- [Document extract]
* START *
I know you're looking for QGIS answer, but I think you could tailor the method below to suit your needs.

Basically:

  1. Loop through the vertices in each polygon
  2. Assign a score for each vertex, considering the distance from the polygon centroid to the vertex, and the angle from the centroid to the vertex. You can weight the components if you want to consider distance or angle more heavily (e.g. below, I only weight distance by half). My method below calculates a score by giving positive points for distance and subtracting a penalty for being far away from 45 degrees (NW). I think it's correct, but you should check the math.
* END *
- [Requirements]
1. Print the passage of the forum answer on scoring polygon vertices that begins at the words "I know you're" and stops after "check the math.", word for word.
2. In the forum answer on scoring polygon vertices, being far from which angle earns a penalty?
3. Please carry the forum answer on scoring polygon vertices forward, picking up after its final sentence.

- [Information provided]
* START *
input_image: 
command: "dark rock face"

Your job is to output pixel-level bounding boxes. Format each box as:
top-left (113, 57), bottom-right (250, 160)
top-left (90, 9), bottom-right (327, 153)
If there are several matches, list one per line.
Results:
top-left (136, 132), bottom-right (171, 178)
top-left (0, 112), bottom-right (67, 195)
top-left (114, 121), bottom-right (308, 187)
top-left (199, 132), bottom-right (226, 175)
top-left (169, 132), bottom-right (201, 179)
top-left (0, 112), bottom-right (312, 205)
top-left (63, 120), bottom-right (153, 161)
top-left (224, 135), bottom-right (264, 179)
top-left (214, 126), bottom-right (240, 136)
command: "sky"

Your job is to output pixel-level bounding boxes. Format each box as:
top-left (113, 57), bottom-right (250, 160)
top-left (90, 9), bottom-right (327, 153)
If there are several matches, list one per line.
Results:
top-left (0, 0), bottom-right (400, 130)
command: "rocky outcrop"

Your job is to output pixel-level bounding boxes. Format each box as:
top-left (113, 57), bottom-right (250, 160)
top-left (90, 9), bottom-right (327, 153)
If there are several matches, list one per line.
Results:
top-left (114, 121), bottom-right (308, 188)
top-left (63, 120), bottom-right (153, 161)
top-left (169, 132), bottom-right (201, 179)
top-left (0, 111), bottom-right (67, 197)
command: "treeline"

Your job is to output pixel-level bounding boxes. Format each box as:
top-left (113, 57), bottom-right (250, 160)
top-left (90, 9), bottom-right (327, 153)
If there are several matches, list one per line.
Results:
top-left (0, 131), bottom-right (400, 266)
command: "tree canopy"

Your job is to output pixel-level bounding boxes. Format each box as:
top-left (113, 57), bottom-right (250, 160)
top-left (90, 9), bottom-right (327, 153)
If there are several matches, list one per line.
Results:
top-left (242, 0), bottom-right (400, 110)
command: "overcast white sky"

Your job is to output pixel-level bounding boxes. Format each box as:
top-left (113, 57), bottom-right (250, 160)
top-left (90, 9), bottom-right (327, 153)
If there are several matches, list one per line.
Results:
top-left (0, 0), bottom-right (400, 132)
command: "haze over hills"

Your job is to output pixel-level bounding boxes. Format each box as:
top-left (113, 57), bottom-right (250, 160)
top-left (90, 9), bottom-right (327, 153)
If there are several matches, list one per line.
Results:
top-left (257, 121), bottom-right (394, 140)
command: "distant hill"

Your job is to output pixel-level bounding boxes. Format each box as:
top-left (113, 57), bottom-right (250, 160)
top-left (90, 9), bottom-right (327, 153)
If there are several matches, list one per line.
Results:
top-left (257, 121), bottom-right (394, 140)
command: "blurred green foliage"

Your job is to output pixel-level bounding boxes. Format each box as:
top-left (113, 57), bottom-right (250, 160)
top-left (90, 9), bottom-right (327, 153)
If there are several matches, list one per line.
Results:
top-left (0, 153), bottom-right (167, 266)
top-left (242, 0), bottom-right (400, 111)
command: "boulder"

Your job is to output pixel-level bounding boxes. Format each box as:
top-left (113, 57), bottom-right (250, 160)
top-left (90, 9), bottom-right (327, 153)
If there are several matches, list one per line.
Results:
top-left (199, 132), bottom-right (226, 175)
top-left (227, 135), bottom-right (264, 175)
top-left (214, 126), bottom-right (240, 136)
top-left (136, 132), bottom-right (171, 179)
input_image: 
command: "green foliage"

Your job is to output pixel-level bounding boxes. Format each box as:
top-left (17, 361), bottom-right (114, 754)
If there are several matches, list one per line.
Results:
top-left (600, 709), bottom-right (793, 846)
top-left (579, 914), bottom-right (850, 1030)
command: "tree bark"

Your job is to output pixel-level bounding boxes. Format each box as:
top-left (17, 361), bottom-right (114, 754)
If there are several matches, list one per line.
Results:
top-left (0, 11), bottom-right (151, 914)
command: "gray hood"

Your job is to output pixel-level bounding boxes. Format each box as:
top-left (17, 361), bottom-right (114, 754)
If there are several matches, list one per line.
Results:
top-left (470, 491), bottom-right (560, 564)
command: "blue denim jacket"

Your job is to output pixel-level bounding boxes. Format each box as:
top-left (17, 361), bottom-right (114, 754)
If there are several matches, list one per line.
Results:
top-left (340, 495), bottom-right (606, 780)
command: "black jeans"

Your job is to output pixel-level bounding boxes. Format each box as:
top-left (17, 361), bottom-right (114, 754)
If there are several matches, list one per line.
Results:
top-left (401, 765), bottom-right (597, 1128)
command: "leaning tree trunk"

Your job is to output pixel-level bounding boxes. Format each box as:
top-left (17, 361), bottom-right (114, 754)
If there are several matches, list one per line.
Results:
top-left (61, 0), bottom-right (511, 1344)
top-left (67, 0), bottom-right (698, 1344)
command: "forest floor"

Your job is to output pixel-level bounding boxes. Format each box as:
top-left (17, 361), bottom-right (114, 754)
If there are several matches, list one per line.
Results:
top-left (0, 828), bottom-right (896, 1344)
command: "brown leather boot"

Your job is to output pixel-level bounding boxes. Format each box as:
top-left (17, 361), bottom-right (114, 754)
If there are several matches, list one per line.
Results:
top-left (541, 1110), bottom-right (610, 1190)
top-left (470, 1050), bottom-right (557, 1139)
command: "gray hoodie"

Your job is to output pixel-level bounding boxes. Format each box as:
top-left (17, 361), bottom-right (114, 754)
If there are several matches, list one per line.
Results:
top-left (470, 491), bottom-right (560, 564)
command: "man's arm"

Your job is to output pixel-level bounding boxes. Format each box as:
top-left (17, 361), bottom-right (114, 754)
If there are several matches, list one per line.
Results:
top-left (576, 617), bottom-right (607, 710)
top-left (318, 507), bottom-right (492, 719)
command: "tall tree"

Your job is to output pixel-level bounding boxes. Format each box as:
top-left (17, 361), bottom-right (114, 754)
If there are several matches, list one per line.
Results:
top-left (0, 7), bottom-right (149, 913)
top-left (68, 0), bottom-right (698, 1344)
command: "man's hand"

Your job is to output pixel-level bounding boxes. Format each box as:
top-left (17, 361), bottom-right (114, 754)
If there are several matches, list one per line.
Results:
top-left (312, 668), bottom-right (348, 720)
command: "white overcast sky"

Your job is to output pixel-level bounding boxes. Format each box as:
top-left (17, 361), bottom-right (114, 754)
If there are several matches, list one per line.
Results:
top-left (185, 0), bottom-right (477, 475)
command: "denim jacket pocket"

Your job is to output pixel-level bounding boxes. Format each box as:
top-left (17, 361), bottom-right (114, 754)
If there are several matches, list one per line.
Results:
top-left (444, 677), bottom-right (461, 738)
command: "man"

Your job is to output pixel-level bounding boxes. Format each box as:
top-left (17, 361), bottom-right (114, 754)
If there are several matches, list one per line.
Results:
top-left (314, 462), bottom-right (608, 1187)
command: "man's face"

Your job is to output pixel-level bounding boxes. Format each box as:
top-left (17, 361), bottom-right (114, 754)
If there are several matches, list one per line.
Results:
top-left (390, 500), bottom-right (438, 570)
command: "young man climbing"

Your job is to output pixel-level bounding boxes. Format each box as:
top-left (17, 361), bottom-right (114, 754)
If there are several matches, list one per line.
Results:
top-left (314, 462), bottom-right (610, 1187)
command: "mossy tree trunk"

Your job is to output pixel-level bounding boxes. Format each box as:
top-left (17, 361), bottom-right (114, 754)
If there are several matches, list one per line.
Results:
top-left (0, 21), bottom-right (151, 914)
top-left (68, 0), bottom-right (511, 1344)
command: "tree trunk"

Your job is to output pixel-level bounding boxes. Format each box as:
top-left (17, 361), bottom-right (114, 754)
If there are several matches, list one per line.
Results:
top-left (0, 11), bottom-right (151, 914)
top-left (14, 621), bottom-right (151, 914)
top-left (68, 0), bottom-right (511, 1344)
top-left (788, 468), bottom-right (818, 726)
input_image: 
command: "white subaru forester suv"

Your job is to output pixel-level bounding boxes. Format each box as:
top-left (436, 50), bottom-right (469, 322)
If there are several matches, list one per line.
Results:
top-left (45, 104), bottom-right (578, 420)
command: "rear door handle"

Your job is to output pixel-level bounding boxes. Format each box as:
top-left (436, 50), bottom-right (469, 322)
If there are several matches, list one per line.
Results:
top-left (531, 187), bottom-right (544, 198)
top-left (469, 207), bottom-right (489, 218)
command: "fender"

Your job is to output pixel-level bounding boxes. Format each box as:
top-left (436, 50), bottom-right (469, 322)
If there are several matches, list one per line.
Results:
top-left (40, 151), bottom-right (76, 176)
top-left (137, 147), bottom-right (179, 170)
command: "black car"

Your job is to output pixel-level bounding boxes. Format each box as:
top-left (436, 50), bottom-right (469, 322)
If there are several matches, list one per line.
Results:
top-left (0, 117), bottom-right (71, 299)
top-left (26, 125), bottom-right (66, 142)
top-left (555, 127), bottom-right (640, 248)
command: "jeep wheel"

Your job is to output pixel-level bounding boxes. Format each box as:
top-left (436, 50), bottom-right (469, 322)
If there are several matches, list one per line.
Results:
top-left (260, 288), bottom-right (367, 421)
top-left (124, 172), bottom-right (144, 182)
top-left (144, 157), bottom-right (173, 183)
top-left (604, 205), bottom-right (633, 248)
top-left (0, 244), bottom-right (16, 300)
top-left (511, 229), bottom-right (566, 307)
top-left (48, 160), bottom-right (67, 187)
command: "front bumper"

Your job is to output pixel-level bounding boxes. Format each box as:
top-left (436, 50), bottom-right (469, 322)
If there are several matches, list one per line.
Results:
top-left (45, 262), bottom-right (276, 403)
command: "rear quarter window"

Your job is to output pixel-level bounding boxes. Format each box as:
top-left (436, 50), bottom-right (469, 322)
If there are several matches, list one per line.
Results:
* END *
- [Results for each task]
1.
I know you're looking for QGIS answer, but I think you could tailor the method below to suit your needs.

Basically:

  1. Loop through the vertices in each polygon
  2. Assign a score for each vertex, considering the distance from the polygon centroid to the vertex, and the angle from the centroid to the vertex. You can weight the components if you want to consider distance or angle more heavily (e.g. below, I only weight distance by half). My method below calculates a score by giving positive points for distance and subtracting a penalty for being far away from 45 degrees (NW). I think it's correct, but you should check the math.

2. 45 degrees (NW).

3.
  3. Write the highest scoring points to a new feature class
  4. Use those points to label

'

fc = 'Parcels'
sr = arcpy.Describe(fc).spatialReference
points = []
with arcpy.da.SearchCursor(fc,'SHAPE@',spatial_reference=sr) as cursor:
    for row in cursor:
        score = 0
        for part in row[0]:
            for pnt in part:
                pnt_geom = arcpy.PointGeometry(pnt)
                dx = row[0].centroid.X - pnt.X
                dy = row[0].centroid.Y - pnt.Y
                ang = math.degrees(math.atan2(dy,dx))
                cur_score = (pnt_geom.distanceTo(row[0].centroid)*0.5) - (pnt_geom.distanceTo(row[0].centroid)*0.5 * abs(ang+45)/180)
                if cur_score > score:
                    score = cur_score
                    point = pnt_geom
        points.append(point)
arcpy.CopyFeatures_management(points,r'in_memory\points')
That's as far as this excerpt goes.